------ DOCUMENT ------

Winter 2007

Off the rails

Brian Griffin, who made management look dark and funny in the 1970s and 80s, turns his lens on rail workers and their bosses

Brian Griffin’s latest photography project is ‘Teamphoto’, an exhibition and book that celebrate the completion of Britain’s first new major railway for 60 years.

The Channel Tunnel Rail Link, now known as High Speed I (HSI), is a thrilling feat of engineering. It has taken nine years to build and includes new track, tunnels, bridges, station developments and the longest-span high-speed rail viaduct in Europe. More than 8000 people worked on the project, and ‘Teamphoto’ sets out to honour them.

It’s an ambitious project, and credit must go to art director Greg Horton of IC2, who convinced London & Continental Railways (LCR) to run with it, and to commission Griffin. However it can’t have been a hard choice. From the early 1970s, working with art director Roland Schenk on Management Today, Griffin created a new visual language for corporate imagery. The Swiss art director had identified the young photographer, fresh from art college, as ‘the new Robert Frank’, and their long commissioning relationship both disciplined and nurtured the photographer. He rarely talks of his career without citing the pivotal role Schenk played.

------

WHAT IS REQUIRED:
Transcribe the article on Brian Griffin's railway photography word for word, starting at "Off the rails" and ending at "to honour them.".

------ GIVEN INFORMATION ------

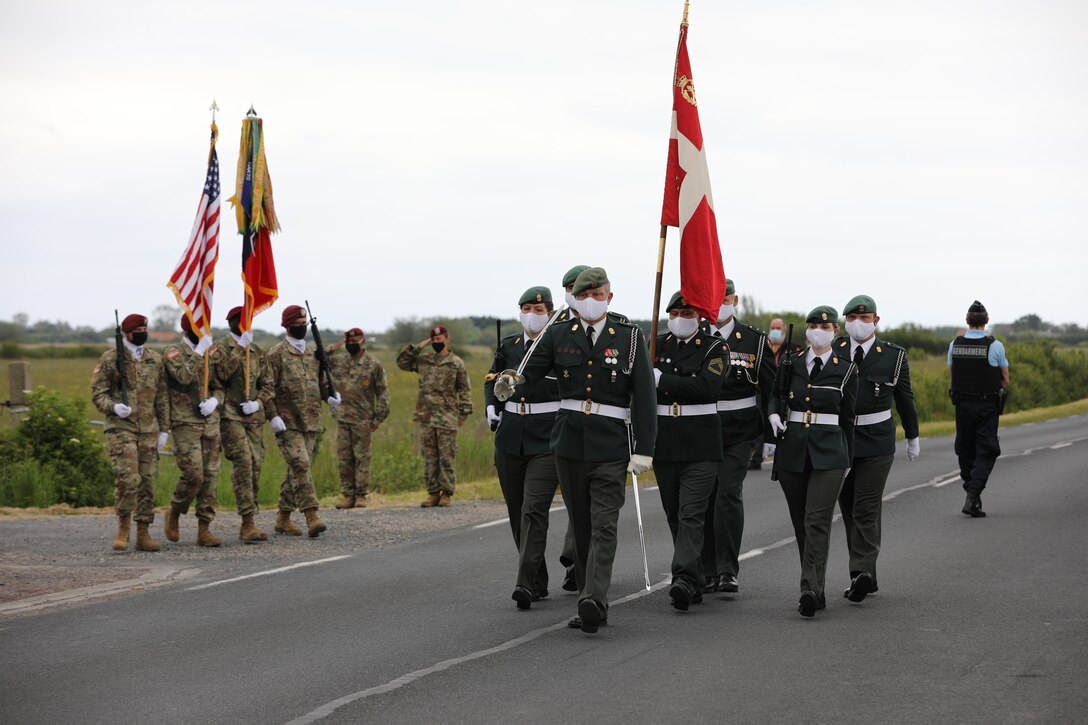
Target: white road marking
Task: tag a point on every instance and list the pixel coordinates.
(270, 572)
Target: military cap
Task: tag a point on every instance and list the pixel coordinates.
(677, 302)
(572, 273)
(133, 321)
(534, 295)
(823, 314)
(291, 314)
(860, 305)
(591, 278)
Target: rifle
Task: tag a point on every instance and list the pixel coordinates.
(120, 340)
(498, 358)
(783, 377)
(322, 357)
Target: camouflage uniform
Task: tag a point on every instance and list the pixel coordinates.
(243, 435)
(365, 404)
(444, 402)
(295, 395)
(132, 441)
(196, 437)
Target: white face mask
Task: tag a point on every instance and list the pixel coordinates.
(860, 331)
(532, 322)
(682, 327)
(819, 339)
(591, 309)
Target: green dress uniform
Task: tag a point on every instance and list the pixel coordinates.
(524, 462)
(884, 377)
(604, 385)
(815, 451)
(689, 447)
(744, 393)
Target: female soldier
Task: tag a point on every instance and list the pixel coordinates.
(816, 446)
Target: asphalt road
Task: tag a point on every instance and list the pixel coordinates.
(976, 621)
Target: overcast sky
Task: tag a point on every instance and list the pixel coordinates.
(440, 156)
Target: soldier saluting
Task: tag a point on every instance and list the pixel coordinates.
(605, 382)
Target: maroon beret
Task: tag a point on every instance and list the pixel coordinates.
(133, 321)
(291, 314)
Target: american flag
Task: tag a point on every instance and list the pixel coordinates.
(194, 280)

------

ANSWER FOR THE TASK:
Off the rails

Brian Griffin, who made management look dark and funny in the 1970s and 80s, turns his lens on rail workers and their bosses

Brian Griffin’s latest photography project is ‘Teamphoto’, an exhibition and book that celebrate the completion of Britain’s first new major railway for 60 years.

The Channel Tunnel Rail Link, now known as High Speed I (HSI), is a thrilling feat of engineering. It has taken nine years to build and includes new track, tunnels, bridges, station developments and the longest-span high-speed rail viaduct in Europe. More than 8000 people worked on the project, and ‘Teamphoto’ sets out to honour them.